Coach K and Roy Williams might be the teachers of men, but they're no fun: The true glory of the NCAA tournament is watching the goofy eccentrics who, by hook or by crook, are probably the highest paid employees of their respective universities.

If you are looking for the true stars of the NCAA Tournament, they are the coaches. Here are the goofiest ones in this year's bracket.



Jim Boeheim, Syracuse

Before winning the national championship two years ago, Boeheim was considered a grumpy fogey professor-type, the type of guy who would complain about you coming in after curfew for about half an hour, long after you'd already gone to bed. But with Carmelo Anthony's dominance and his first title, Boeheim has loosened up and become a sarcastic crank. He does yearly tournament predictions with Tony Kornheiser, he makes jokes about being bald,


and, most notably, he even has a sense of humor about his wife, a blonde who is 20 years his junior and looks even younger.
Signature move: Arms crossed. Head shaking back and forth. Glasses falling off his face. The scold of the parent whose kids know he won't really spank them.



Tom Brennan, Vermont

Only in college basketball could Tom Brennan exist. He has become a Phish-esque legend in Vermont for two reasons. First: He has coached the Catamounts for 19 years (this year will be his last). Second (and the real reason): He is the most popular radio disc jockey in the state. He co-hosts a drive-time show in Burlington on WCVP-FM (88.9), a


classic rock station, making funny noises and cracking wise about that night's game. (He has been known to prank call his own players.) He's retiring after this season, ostensibly to become the next Dick Vitale. Because we desperately need another one of those.
Signature move: Slapping ESPN's Chris Fowler and Digger Phelps on the back before whispering a request for a reference in their ears.

::::

*Directive 1:* Rewrite the passage on tournament coaches from "Coach K and" up to and including "this year's bracket.", putting "head coaches" in place of "coaches".
*Directive 2:* List every line of the records that contains the string "brick", with case counting.

::::

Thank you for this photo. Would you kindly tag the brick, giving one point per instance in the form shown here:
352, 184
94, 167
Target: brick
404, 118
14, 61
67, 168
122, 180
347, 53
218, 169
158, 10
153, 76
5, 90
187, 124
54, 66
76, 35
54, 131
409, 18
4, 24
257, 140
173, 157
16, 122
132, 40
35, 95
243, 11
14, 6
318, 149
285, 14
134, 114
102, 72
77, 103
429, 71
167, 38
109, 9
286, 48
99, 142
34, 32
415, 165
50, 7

::::

*Exercise output 1:*
Coach K and Roy Williams might be the teachers of men, but they're no fun: The true glory of the NCAA tournament is watching the goofy eccentrics who, by hook or by crook, are probably the highest paid employees of their respective universities.

If you are looking for the true stars of the NCAA Tournament, they are the head coaches. Here are the goofiest ones in this year's bracket.

*Exercise output 2:*
Thank you for this photo. Would you kindly tag the brick, giving one point per instance in the form shown here:
Target: brick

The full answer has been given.